→ **Text**
Community members here are small scale farmers. They grow maize, sugarcane, and vegetables. These crops are mostly used to feed their families, though the sugarcane is sold to local companies that turn the sugar into molasses.

A typical day in Bukhaywa starts at 6:30 am. The mother wakes up to prepare the children for school. She then goes to fetch water at Shidero Spring for cleaning and for cooking breakfast. The father wakes up later, eats breakfast, and leaves for the day's activities which could be farming or trading. The mother then locks the house and leaves for the farm and does what is needed for the season which is either planting or harvesting.

The younger children leave school at noon to come home for lunch which is prepared by the mother. The kids eat and play. The mother continues with the house activities like washing clothes and sweeping the compound. The day ends at 4:00 pm as everyone returns home to mingle and bond through stories, though the women continue on with cooking dinner for all to eat.

The water from Shidero Spring is clear and odorless, but insects and sand particles are noticeable in the water. These pose a danger of contracting waterborne diseases. The spring is in the middle of Andrew Shidero's farm, and it has always had plenty of water. Even during the driest years, Shidero Spring has never gone dry which makes it a good candidate for protection.

To fetch water, community members must step in the water to get close enough to the discharge. They place their containers directly under the drawing point as it fills with the help of a rusty, broken pipe that helps direct the discharge. Livestock feed very close to the spring which means their feces are washed down into the spring when it rains. Illnesses such as flu and fevers are the main problems associated with drinking contaminated water from Shidero Spring.

"We spend money treating the constant flu that comes due to drinking contaminated water. We also use firewood when boiling the water which would have been instead used to cook meals for the family," explained Enock Sande, a farmer who along with his family are only a few of the 168 people in Bukhaywa who depend on Shidero Spring for their daily water needs.

Peter Arumba, also a farmer in Bukhaywa, echoed Enock's thoughts.

"We drink the water but sometimes you find insects and small particles of sand in the water. We get cases of flu every now and then due to drinking contaminated water," he said.

The community's hygiene and sanitation situation is somewhat fair. They have dishracks, and at least every household has a pit latrine but they currently do not practice handwashing or keep soap or water nearby the latrines.

→ **Problem**
Rewrite the Shidero Spring text starting at "To fetch water, community" and ending at "from Shidero Spring.", changing "Livestock" to "Cattle". The entries that follow have no connection to the Shidero Spring text.

[Stored data entries]
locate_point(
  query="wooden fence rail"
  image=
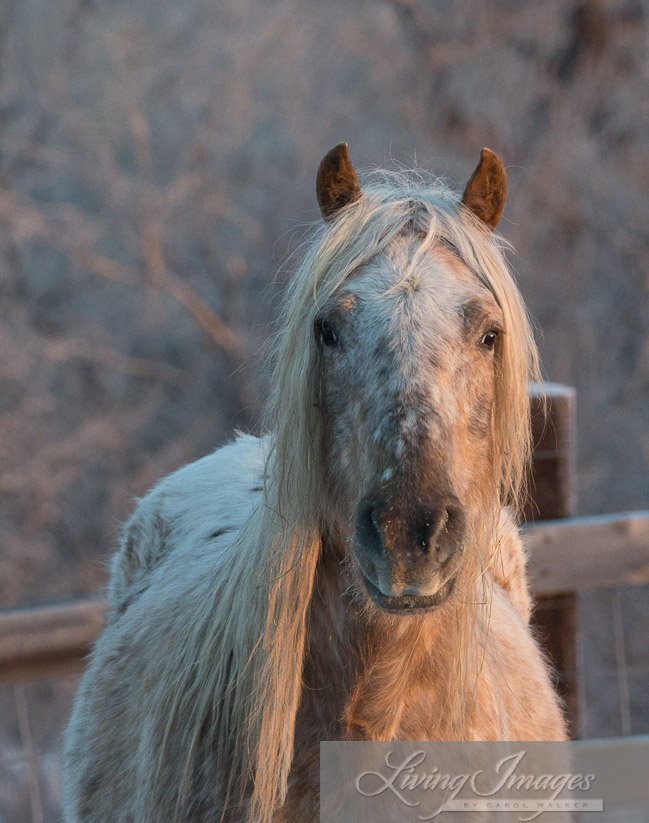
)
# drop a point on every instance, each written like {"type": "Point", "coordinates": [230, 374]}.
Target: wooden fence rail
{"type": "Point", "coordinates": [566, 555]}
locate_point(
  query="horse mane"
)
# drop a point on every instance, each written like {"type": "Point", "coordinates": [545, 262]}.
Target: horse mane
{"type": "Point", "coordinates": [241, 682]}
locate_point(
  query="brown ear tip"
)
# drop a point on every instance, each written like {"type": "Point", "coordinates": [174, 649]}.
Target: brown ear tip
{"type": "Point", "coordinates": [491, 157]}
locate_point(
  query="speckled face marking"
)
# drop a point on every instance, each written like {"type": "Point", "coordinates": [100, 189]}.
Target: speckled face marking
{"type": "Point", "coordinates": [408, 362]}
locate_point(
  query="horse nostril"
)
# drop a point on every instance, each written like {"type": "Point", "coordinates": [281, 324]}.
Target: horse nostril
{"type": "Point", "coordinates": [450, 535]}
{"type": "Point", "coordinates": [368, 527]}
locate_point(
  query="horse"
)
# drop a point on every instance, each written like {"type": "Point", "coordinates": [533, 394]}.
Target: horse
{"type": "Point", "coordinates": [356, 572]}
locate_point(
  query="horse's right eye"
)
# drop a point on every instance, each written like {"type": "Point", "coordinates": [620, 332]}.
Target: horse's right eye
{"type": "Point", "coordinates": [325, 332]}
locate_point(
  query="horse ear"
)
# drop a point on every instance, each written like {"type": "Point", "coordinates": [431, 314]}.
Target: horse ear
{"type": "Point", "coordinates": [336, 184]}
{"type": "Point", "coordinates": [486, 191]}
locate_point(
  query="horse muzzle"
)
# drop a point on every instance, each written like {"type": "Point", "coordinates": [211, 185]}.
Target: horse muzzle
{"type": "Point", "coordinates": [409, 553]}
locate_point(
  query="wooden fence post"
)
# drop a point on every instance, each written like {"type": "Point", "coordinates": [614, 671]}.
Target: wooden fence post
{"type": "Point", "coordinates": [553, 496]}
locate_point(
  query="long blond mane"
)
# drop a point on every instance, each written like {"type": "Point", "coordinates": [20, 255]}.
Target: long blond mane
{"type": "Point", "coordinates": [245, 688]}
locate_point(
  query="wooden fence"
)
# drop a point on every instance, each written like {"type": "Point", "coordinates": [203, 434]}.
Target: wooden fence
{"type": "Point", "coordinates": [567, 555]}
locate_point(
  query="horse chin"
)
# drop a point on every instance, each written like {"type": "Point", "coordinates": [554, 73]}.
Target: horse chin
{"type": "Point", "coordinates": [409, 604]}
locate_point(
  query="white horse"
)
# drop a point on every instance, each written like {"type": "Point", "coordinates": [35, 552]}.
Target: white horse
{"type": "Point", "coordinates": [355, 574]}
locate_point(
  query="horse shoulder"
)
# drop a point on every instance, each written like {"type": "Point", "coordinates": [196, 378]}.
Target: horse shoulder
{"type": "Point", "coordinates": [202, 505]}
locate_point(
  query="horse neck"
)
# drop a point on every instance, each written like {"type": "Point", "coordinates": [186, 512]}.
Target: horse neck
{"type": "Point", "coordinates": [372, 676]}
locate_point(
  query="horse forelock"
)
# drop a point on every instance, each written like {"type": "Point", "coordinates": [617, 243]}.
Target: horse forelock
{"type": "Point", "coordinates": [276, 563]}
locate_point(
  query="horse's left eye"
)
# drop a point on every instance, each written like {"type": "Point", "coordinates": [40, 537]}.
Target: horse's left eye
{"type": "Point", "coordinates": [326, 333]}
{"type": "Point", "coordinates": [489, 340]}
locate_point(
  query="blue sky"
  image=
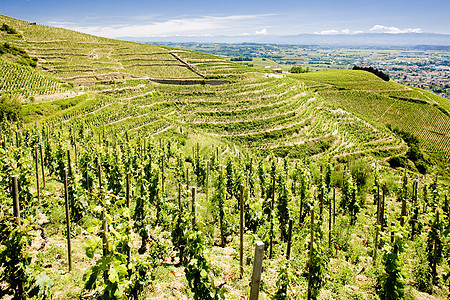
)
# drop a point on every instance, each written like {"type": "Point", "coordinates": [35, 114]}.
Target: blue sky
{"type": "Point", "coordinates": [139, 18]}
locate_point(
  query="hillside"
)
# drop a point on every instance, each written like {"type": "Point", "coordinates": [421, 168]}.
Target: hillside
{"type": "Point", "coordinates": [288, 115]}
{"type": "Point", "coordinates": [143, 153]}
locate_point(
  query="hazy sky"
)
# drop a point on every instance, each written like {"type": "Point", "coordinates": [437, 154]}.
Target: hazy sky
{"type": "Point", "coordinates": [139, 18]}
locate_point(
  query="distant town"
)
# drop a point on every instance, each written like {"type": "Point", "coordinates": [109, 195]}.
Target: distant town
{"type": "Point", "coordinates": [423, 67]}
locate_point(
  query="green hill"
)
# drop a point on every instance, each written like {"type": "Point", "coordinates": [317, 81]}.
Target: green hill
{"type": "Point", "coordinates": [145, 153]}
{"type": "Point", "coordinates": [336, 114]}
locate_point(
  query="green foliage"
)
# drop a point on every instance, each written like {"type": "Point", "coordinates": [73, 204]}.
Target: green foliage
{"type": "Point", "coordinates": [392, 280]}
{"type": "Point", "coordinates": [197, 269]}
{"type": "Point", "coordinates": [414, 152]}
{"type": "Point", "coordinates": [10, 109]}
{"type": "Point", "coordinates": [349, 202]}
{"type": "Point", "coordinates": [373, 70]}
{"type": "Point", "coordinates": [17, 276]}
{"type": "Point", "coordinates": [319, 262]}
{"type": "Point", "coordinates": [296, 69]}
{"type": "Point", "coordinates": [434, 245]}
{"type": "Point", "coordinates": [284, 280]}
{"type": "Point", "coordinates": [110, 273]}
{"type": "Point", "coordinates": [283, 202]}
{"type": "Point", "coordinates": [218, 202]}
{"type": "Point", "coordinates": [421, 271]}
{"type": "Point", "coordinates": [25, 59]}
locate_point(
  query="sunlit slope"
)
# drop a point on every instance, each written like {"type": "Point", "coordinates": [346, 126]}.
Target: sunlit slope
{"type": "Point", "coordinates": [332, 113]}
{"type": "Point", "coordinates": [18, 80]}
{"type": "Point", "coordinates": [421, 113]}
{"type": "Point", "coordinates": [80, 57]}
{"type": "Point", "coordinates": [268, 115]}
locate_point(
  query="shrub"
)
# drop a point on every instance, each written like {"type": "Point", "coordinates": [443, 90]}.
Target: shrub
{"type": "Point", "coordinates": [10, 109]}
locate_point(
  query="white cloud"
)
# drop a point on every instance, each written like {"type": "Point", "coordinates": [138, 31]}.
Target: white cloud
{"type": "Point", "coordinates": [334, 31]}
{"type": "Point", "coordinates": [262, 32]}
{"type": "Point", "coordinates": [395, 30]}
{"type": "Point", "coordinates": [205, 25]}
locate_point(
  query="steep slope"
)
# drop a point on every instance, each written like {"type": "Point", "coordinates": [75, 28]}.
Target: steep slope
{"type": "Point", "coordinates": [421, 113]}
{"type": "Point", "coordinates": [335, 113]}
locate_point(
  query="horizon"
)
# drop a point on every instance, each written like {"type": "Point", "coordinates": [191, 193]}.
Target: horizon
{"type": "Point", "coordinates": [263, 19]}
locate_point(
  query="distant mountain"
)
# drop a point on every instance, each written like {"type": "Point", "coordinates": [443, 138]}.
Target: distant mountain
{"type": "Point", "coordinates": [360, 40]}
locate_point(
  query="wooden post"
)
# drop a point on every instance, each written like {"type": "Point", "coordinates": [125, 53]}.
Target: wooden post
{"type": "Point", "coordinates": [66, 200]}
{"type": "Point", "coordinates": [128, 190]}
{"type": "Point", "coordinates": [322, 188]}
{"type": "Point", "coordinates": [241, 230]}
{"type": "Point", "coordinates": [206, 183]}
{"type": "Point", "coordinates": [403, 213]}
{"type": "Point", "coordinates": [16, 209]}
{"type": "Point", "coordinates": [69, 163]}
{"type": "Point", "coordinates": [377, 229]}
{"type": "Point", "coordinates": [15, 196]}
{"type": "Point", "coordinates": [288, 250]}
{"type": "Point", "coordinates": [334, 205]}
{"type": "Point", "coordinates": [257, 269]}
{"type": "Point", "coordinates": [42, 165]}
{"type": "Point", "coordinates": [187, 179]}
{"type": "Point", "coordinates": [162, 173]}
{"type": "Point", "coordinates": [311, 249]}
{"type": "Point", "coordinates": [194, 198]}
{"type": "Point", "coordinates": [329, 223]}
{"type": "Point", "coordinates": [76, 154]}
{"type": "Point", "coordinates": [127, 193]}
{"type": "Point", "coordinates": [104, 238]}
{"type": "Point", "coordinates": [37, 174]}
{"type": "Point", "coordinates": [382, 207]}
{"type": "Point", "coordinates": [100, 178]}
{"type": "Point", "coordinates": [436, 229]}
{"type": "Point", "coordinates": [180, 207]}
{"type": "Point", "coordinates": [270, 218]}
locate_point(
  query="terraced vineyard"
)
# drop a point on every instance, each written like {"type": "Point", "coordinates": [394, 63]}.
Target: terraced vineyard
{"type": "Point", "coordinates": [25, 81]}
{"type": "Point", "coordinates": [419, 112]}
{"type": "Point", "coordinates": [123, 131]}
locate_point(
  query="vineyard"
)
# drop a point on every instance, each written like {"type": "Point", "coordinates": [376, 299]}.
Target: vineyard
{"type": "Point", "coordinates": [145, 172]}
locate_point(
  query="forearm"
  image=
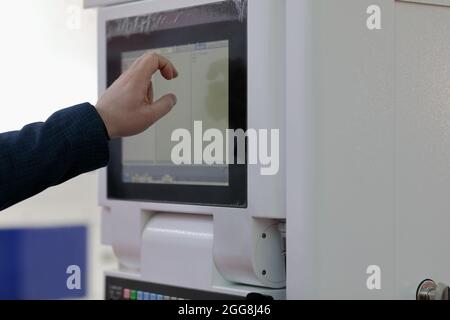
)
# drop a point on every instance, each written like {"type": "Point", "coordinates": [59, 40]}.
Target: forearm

→ **Finished task**
To fetch water, community members must step in the water to get close enough to the discharge. They place their containers directly under the drawing point as it fills with the help of a rusty, broken pipe that helps direct the discharge. Cattle feed very close to the spring which means their feces are washed down into the spring when it rains. Illnesses such as flu and fevers are the main problems associated with drinking contaminated water from Shidero Spring.